─── Passage provided
By MAYUMI JO/ Staff Writer
August 29, 2025 at 07:00 JST
Even a child with limited arm strength can beep the horn by sitting on the steering wheel. (Provided by Asami Koga)
SHIMONOSEKI, Yamaguchi Prefecture--Bums on seats is one thing but bums on car horns?
Former kindergarten teacher Asami Koga gives an emphatic yes to the latter if it will help save children’s lives.
Like countless others, Koga, 46, was stunned by an incident in Japan in July 2021 in which a child died of heatstroke after being left on a locked school bus for hours.
The tragedy left the Shimonoseki resident grappling for ways to save lives as there appeared to be no end to incidents involving kids locked in passenger vehicles.
In such situations, she urges children to plunk their bottoms on the horn by sitting on the steering wheel and stay in that position until the blaring attracts attention.
Koga recalled being deeply shocked by a television news report in July 2021 about a 5-year-old boy who died of heatstroke after being left aboard a day nursery’s shuttle bus in Nakama, Fukuoka Prefecture.
The day-care center’s principal, who drove the vehicle, did not bother to check inside the bus before locking the door. The boy was apparently trapped in the vehicle for nine hours in blazing heat.
For Koga, who had worked at a kindergarten in Fukuoka Prefecture, the tragedy in Nakama was “unimaginable.” She couldn’t understand why the homeroom teacher didn’t take note of the boy’s absence that day.
PRECIOUS LIVES
She recalled the stern rebuke handed out to her one time by the kindergarten principal at her previous workplace.
Part of her morning routine was to examine each row of seats on the school bus after the children had disembarked. Starting from the front line, Koga even looked under the seats to make sure she didn’t miss anything.
Koga only once overlooked a water bottle left by a child on the bus in her eight years career there. The kindergarten principal scolded, saying, “What if it had been a child left behind on the bus?”
She learned a valuable lesson that day.
Koga checked the number of children with a list of the kids due to board and disembark each day. She profoundly regretted not noticing the lost item but felt it would be impossible to lose track of a child.
“No one would leave a child behind” in a bus, Koga recalled thinking.
Even so, the kindergarten staff discussed what they needed to pay particular attention to, with the aim of preventing a recurrence.
The principal told the staff members: “You tell the parents every morning without thinking, ‘We will take care of them.’ But do you truly understand what you are taking care of? The lives of the children.”
Koga said the principal’s words remain deeply engraved in her heart.
A year after the accident in Nakama, a 3-year-old girl died in similar circumstances at a nursery in Shizuoka Prefecture. She had been left stranded on the facility’s shuttle bus.
──────
Actions to take ::
(A) According to the article about Asami Koga, how long was the 5-year-old boy in Nakama apparently trapped in the shuttle bus?
(B) Repeat the article about Asami Koga word for word, everything from "Part of her" down to "preventing a recurrence.".
The records come from a separate source, not from the article about Asami Koga.
─── Supplied information
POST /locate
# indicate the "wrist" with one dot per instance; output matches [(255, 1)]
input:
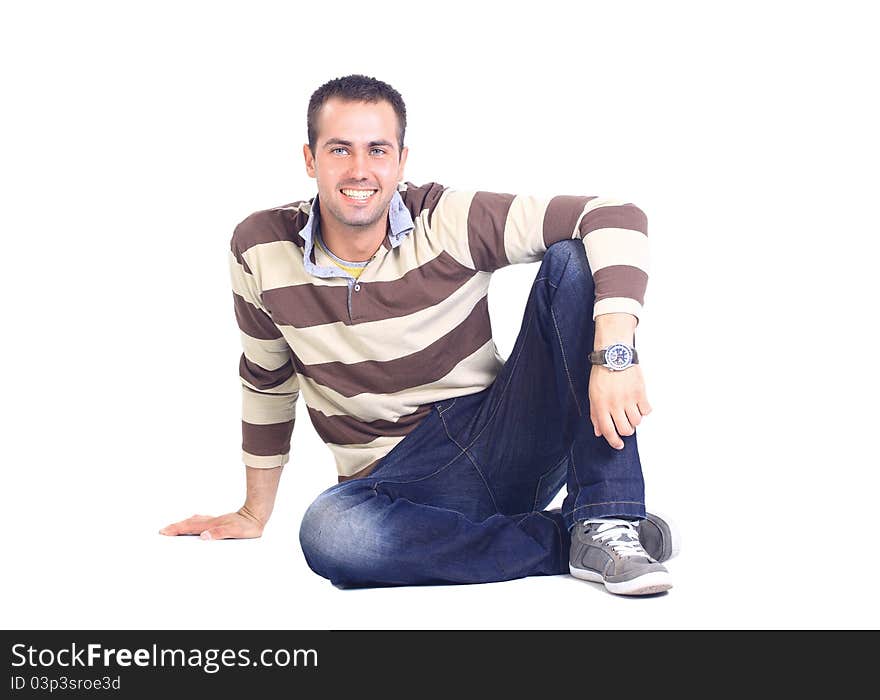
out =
[(614, 328), (256, 512)]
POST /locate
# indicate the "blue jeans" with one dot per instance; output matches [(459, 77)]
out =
[(462, 498)]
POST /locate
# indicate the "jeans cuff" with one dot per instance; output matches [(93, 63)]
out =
[(608, 509)]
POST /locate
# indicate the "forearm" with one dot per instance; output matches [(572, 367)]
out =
[(262, 486), (614, 328)]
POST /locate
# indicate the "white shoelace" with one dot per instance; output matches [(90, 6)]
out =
[(610, 530)]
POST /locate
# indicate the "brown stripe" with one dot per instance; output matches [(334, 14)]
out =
[(266, 440), (621, 281), (422, 367), (306, 305), (561, 217), (268, 226), (487, 216), (366, 471), (263, 379), (254, 321), (619, 216), (417, 198), (346, 430)]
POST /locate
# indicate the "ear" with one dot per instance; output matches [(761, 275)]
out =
[(310, 161), (403, 154)]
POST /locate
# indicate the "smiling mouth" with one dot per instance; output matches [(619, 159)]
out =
[(358, 195)]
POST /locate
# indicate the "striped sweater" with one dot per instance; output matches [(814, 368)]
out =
[(371, 355)]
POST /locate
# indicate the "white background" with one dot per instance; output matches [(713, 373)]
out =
[(136, 135)]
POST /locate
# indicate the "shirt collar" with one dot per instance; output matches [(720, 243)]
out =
[(399, 219)]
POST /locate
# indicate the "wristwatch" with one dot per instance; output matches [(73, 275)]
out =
[(615, 357)]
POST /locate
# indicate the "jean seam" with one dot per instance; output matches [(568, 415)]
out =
[(503, 389), (441, 410), (565, 362), (558, 532), (427, 476), (601, 503), (472, 461), (540, 479)]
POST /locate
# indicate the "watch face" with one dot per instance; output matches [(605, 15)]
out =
[(618, 356)]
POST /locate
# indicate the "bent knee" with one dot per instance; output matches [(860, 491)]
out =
[(336, 532)]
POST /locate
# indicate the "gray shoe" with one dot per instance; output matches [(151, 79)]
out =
[(608, 551), (659, 537)]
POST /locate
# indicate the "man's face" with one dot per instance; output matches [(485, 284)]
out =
[(356, 149)]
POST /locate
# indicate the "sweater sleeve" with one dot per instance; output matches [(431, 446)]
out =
[(488, 230), (269, 384)]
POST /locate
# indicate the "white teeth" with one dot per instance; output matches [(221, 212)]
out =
[(359, 194)]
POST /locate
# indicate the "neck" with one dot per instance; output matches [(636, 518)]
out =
[(353, 243)]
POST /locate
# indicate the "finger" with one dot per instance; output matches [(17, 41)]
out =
[(595, 421), (190, 526), (607, 428), (621, 422), (633, 415)]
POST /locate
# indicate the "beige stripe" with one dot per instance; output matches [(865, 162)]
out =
[(611, 305), (266, 409), (269, 354), (391, 266), (449, 225), (617, 246), (280, 264), (291, 386), (352, 458), (472, 374), (244, 284), (258, 462), (595, 203), (338, 342), (524, 229)]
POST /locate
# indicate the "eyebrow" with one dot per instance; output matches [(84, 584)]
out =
[(343, 142)]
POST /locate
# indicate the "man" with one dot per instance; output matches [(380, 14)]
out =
[(370, 300)]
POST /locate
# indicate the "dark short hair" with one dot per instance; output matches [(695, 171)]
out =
[(355, 88)]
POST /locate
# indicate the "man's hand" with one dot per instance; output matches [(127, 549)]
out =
[(242, 524), (617, 402)]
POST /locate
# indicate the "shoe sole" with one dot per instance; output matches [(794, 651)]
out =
[(654, 582)]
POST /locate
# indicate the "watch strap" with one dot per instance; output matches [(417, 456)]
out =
[(597, 357)]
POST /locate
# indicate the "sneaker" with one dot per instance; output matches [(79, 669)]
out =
[(659, 537), (608, 551)]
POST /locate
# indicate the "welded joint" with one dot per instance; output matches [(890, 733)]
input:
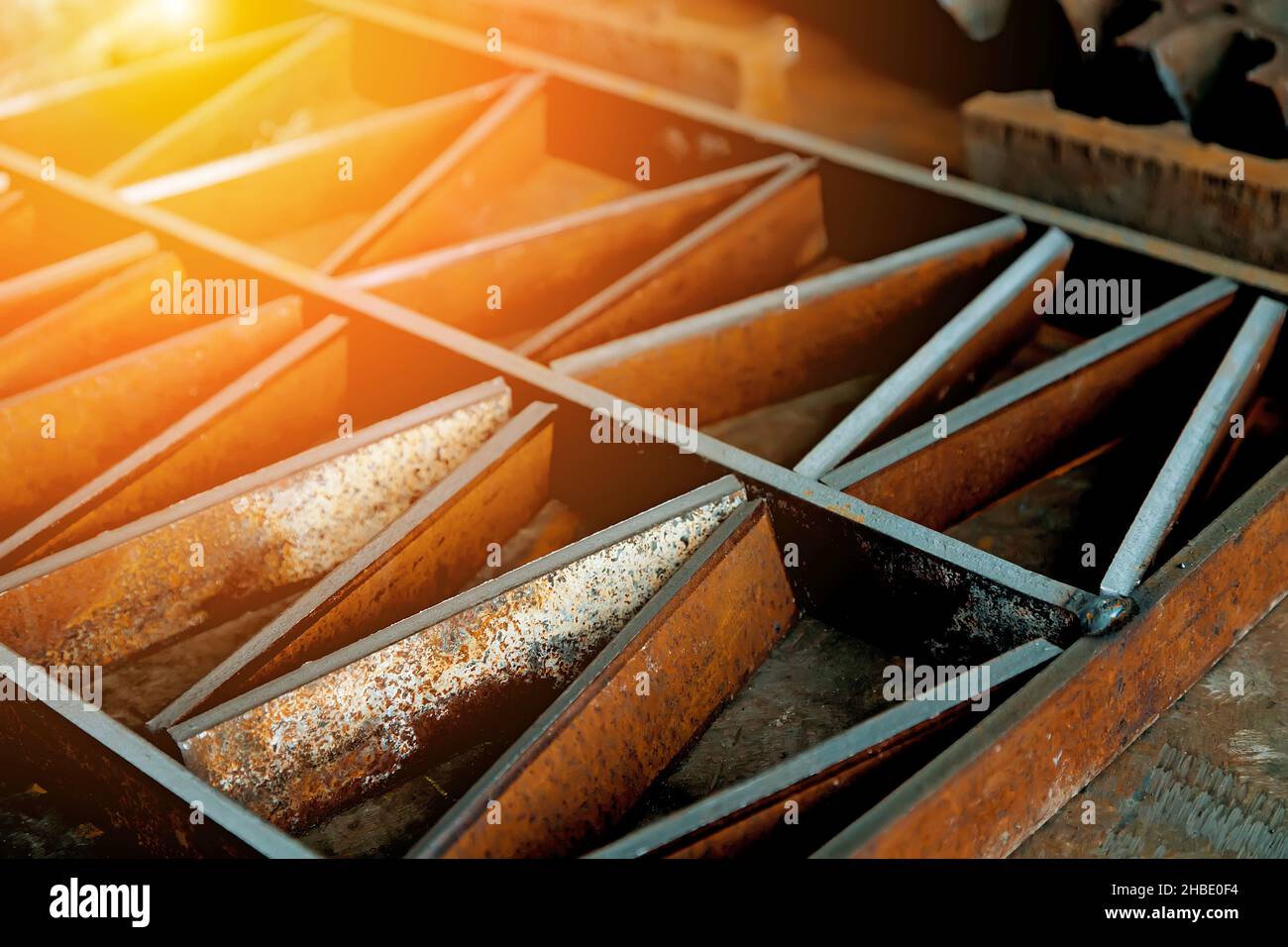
──────
Task-by-task outputs ::
(A) He was apparently trapped for nine hours.

(B)
Part of her morning routine was to examine each row of seats on the school bus after the children had disembarked. Starting from the front line, Koga even looked under the seats to make sure she didn’t miss anything.
Koga only once overlooked a water bottle left by a child on the bus in her eight years career there. The kindergarten principal scolded, saying, “What if it had been a child left behind on the bus?”
She learned a valuable lesson that day.
Koga checked the number of children with a list of the kids due to board and disembark each day. She profoundly regretted not noticing the lost item but felt it would be impossible to lose track of a child.
“No one would leave a child behind” in a bus, Koga recalled thinking.
Even so, the kindergarten staff discussed what they needed to pay particular attention to, with the aim of preventing a recurrence.